Which lines below contain the string "mountain"? Report each of them in full.

Data listing:
(begin)

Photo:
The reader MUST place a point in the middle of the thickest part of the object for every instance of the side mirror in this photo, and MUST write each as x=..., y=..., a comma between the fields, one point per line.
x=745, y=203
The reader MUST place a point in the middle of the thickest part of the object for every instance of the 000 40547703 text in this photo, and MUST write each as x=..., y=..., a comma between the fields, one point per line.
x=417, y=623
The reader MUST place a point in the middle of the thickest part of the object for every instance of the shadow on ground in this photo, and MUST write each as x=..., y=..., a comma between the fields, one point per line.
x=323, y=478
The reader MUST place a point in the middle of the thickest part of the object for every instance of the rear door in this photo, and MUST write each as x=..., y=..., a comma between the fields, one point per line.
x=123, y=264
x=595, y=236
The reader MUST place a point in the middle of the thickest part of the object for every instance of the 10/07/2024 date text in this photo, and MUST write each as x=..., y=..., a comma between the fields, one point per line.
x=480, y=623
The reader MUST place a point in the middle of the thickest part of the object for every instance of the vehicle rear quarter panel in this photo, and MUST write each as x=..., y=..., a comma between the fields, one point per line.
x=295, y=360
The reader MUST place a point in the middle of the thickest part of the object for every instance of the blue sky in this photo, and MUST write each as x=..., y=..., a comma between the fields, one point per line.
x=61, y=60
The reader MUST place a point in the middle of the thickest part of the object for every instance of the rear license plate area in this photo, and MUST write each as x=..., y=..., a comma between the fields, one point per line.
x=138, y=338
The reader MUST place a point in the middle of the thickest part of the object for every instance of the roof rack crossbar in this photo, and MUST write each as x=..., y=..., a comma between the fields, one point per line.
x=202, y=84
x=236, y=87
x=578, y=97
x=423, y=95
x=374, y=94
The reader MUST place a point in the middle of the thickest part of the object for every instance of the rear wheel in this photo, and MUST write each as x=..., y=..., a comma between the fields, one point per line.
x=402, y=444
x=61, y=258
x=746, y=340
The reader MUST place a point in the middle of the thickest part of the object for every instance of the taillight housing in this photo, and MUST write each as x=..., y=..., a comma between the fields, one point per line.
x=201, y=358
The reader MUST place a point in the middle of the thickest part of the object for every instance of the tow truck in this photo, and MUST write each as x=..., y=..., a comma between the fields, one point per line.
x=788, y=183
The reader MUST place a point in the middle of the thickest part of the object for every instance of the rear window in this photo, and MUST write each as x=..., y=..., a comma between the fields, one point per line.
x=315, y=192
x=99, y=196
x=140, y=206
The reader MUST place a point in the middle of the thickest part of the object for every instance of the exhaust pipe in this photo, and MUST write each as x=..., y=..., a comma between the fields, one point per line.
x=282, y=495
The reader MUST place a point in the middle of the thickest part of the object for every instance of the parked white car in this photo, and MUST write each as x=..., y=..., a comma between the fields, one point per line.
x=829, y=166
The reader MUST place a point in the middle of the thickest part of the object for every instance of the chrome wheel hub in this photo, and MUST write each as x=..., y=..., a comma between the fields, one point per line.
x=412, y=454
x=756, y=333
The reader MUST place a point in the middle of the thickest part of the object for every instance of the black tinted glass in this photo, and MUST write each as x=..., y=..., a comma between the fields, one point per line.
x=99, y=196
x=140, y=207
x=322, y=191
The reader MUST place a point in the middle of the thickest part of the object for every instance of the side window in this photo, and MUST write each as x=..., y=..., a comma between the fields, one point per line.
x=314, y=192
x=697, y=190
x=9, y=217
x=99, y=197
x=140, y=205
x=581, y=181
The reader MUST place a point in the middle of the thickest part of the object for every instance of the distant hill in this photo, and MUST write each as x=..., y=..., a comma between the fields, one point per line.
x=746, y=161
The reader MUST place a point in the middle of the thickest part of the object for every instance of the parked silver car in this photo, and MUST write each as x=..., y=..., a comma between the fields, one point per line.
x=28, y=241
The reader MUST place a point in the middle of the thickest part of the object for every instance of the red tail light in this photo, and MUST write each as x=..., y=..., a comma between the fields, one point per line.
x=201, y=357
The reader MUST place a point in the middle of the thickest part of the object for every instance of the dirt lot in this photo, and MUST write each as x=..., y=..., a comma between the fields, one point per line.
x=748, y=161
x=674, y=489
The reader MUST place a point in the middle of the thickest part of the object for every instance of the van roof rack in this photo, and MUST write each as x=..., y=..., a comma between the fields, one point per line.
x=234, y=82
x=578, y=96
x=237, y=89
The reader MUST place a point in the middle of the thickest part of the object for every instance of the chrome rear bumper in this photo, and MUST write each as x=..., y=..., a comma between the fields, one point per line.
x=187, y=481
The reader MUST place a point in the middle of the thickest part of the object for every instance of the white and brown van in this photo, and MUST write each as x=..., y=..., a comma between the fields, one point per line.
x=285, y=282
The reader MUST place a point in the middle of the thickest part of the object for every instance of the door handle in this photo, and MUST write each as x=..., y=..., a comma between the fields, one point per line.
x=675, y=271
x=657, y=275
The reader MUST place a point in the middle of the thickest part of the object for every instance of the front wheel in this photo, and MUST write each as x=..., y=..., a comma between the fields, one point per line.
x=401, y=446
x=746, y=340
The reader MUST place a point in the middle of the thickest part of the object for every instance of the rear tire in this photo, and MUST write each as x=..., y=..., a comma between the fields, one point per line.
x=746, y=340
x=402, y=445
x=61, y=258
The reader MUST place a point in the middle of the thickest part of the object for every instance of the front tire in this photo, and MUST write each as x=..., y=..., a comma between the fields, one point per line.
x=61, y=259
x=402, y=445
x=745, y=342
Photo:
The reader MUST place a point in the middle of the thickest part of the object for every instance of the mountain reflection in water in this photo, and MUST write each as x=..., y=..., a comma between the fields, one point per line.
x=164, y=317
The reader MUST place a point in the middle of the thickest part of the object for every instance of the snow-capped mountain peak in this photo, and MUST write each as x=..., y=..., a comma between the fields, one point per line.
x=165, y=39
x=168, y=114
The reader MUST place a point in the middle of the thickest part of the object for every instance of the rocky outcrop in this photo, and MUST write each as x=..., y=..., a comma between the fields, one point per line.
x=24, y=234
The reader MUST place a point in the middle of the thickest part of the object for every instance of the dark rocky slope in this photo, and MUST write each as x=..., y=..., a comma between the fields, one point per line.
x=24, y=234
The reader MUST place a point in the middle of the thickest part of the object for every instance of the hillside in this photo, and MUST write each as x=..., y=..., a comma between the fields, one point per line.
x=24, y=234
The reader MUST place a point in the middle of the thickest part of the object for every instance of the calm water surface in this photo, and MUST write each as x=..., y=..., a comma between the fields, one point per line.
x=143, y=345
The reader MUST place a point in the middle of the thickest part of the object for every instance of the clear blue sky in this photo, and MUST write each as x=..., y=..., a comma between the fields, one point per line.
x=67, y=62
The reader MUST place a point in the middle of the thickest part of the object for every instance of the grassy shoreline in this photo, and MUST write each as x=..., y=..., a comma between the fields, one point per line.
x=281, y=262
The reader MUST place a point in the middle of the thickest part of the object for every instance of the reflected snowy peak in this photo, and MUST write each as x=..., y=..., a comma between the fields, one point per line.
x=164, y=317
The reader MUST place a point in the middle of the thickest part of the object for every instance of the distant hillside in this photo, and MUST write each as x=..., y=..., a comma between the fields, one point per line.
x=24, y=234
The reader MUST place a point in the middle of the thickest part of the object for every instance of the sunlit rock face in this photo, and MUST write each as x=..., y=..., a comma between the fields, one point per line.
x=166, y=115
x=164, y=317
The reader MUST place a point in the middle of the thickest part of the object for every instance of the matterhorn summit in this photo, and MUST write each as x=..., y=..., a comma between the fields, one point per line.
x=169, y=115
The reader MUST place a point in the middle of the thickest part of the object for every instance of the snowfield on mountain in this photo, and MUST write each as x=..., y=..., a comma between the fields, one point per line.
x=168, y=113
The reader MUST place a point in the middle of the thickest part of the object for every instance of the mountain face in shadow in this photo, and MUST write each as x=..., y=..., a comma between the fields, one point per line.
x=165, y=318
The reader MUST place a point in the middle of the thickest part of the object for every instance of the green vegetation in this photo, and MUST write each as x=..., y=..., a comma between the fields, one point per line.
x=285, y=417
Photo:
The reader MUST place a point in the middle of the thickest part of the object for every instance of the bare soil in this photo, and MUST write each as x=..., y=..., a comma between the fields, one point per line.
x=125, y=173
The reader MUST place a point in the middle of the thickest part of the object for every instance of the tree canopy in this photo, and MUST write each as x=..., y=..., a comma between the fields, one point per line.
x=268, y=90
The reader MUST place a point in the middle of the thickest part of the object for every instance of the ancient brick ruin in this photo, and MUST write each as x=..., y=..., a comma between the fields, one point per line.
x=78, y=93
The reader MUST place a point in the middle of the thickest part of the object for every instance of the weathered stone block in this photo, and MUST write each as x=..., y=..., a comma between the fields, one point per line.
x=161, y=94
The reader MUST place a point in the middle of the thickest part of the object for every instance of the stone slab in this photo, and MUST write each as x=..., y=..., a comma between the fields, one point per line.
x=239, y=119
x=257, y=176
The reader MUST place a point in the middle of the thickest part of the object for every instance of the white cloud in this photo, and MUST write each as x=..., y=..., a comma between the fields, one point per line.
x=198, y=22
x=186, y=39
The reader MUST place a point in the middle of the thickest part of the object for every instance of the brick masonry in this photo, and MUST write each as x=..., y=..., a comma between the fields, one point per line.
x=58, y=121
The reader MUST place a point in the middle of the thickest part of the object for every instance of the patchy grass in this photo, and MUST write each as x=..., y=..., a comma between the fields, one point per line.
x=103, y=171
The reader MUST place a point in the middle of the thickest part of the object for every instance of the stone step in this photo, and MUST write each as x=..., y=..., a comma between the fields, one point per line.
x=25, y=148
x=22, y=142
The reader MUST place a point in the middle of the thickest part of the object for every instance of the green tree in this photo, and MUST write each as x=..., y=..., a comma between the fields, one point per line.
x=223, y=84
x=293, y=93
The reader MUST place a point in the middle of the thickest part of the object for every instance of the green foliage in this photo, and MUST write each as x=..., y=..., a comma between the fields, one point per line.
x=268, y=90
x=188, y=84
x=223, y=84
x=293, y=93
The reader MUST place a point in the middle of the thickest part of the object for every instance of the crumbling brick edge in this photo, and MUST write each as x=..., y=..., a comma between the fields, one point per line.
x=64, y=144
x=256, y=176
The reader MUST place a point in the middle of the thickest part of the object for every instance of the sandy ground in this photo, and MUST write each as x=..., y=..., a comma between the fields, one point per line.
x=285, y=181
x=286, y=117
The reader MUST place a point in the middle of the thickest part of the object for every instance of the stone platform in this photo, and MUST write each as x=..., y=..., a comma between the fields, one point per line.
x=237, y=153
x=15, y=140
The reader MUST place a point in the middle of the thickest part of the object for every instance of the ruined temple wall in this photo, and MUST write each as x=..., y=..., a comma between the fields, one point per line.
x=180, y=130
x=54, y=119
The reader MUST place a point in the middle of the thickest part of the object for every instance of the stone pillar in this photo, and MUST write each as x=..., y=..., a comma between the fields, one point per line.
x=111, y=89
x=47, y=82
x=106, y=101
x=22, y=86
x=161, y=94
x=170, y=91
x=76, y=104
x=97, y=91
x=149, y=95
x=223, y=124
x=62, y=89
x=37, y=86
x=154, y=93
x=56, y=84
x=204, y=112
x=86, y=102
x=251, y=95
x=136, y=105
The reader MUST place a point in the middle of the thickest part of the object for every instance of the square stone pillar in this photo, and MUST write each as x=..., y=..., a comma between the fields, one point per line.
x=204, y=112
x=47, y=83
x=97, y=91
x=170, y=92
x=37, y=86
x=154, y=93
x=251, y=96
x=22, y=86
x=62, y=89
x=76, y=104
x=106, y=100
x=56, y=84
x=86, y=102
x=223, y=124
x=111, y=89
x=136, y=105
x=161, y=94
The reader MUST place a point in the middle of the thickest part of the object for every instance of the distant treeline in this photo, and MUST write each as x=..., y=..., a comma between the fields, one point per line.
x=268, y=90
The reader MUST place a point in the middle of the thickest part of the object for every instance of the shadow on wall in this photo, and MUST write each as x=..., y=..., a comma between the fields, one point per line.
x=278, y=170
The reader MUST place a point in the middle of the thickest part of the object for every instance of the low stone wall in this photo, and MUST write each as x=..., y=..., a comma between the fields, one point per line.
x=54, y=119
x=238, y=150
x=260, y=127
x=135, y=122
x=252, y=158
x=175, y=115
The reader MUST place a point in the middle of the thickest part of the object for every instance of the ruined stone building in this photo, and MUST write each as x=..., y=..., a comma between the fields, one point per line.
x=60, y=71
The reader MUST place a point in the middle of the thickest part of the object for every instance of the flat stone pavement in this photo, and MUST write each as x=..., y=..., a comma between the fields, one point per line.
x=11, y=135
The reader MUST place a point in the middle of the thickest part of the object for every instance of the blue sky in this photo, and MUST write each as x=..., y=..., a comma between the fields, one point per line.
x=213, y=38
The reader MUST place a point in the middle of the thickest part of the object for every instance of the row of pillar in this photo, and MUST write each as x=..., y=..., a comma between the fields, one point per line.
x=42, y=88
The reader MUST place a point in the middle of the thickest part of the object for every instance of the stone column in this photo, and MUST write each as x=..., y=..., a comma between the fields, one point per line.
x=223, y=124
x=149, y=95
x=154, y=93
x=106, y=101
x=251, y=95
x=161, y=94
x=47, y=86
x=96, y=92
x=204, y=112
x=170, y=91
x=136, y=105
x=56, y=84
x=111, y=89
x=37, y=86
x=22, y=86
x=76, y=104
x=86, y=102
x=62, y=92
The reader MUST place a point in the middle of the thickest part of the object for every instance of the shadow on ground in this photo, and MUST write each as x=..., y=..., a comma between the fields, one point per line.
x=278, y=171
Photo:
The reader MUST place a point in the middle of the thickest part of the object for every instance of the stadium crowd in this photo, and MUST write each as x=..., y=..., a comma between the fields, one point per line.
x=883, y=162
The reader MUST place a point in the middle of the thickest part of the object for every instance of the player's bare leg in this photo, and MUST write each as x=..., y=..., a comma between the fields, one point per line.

(end)

*RESPONSE*.
The reader MUST place a point in the middle of the thickest part of the object for every instance of the mountain reflection in water in this photo, and MUST write each as x=..., y=..., a comma between the fields, one point per line.
The reader MUST place a point in the middle of the thickest part of the object for every instance of the snow-capped mountain peak in this photo, and MUST write each as x=..., y=..., a comma between the fields, one point per line.
The reader MUST place a point in the middle of the thickest part of the object for every instance of the snowfield on mountain in this photo, and MUST write each as x=..., y=..., a comma between the fields, one point per line.
The reader MUST place a point in the middle of the thickest part of the object for every instance of the mountain face in shadow in this photo, and MUST write each as x=..., y=..., a comma between the fields, one point per line.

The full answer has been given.